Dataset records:

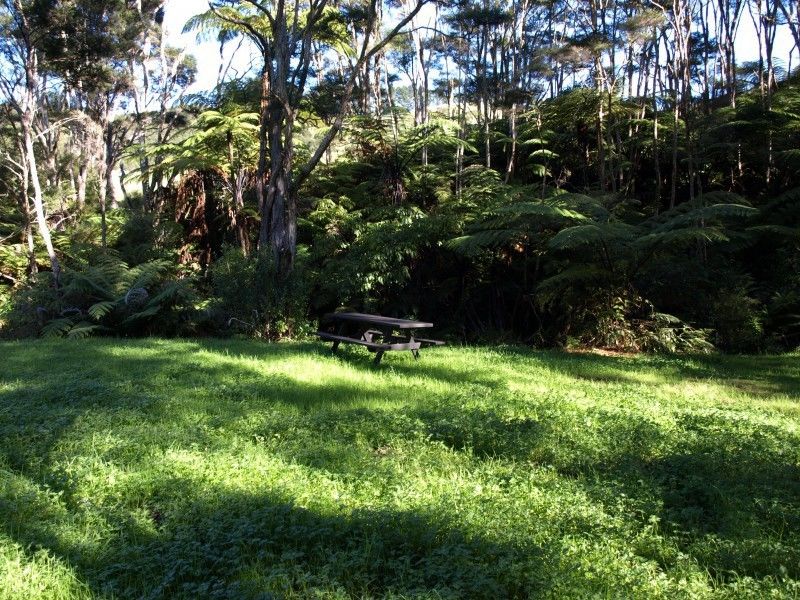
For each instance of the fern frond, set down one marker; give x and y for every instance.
(57, 328)
(101, 309)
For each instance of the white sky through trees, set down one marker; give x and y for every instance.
(208, 58)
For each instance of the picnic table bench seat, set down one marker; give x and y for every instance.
(376, 333)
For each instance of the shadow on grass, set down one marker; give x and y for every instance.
(727, 498)
(240, 545)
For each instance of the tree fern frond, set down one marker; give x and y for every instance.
(57, 328)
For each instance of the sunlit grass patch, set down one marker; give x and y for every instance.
(215, 468)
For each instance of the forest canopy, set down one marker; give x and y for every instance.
(590, 173)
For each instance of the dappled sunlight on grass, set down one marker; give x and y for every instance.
(222, 467)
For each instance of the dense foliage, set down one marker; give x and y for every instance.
(653, 203)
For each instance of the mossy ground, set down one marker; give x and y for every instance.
(164, 469)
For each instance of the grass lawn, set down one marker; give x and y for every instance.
(163, 469)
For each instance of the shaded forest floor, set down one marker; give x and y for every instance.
(164, 469)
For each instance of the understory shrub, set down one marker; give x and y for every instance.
(250, 298)
(106, 295)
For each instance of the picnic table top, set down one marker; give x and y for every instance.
(379, 320)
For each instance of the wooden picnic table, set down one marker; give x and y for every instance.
(377, 333)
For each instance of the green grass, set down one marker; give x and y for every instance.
(162, 469)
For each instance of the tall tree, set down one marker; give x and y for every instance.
(285, 33)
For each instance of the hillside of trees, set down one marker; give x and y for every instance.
(556, 173)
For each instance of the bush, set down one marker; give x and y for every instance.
(250, 298)
(738, 321)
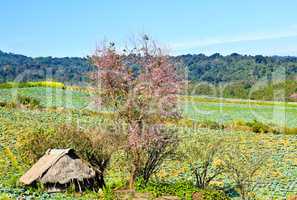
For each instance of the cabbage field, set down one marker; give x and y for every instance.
(277, 178)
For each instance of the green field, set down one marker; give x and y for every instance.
(277, 179)
(200, 109)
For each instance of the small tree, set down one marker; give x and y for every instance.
(203, 154)
(242, 166)
(140, 85)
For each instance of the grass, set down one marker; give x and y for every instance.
(278, 178)
(223, 111)
(278, 181)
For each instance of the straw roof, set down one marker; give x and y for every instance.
(58, 166)
(293, 96)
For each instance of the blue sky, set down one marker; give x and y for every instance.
(74, 27)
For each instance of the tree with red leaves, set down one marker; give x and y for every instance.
(140, 85)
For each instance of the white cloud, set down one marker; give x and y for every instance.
(204, 42)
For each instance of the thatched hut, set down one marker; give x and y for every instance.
(58, 169)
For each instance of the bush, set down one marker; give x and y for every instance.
(51, 84)
(259, 127)
(202, 154)
(28, 101)
(184, 190)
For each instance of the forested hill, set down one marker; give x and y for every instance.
(14, 67)
(215, 68)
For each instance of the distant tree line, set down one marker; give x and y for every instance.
(232, 76)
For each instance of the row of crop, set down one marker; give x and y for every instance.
(51, 84)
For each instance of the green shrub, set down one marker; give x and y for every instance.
(259, 127)
(51, 84)
(183, 190)
(28, 101)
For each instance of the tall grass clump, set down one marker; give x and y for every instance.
(51, 84)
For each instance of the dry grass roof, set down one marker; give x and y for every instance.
(58, 166)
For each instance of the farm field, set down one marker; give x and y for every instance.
(277, 179)
(196, 108)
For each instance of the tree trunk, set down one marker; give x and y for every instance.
(134, 170)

• **Stated goal**
Copy the listing word for word, starting at the line that contains "For each instance of the tall grass" and ending at the listing's last line, with both of those lines included.

• **Reply**
For each instance of the tall grass clump, set down one marker; give x and y for every instance.
(51, 84)
For each instance of the dry grass roof, set down one marker; give x and y for every instance.
(58, 166)
For each instance of the farm field, set down one marker; give x and y for every instance.
(277, 179)
(196, 108)
For each instance of the tree trunk, set down one marker; give x and y for every instance.
(134, 170)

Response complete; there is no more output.